ВХОДНЫЕ СТРОКИ:
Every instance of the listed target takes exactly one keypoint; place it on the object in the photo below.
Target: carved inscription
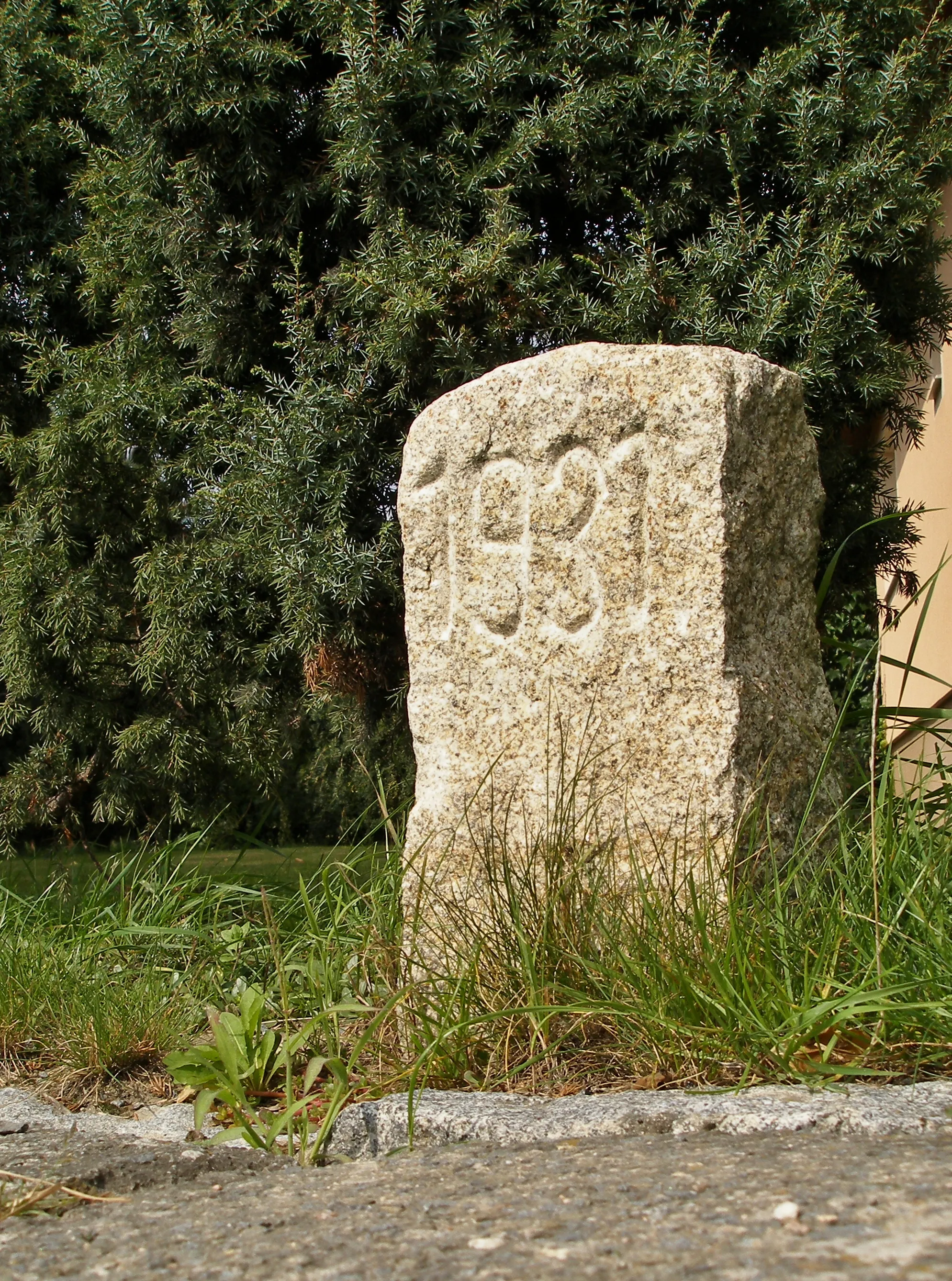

--

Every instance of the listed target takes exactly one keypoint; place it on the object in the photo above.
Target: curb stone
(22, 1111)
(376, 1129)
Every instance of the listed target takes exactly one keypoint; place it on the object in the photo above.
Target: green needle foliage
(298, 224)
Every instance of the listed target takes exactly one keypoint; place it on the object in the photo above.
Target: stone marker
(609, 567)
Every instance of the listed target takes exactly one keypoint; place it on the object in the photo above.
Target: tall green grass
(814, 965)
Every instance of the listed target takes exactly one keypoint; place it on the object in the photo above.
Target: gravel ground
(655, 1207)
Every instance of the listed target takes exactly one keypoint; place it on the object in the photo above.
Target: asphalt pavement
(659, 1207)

ЗАДАНИЕ: Найдите выше все строки со словом «stone» и перепишите каждую из них.

ОТВЕТ НА ЗАДАНИЕ:
Target: curb stone
Target: stone marker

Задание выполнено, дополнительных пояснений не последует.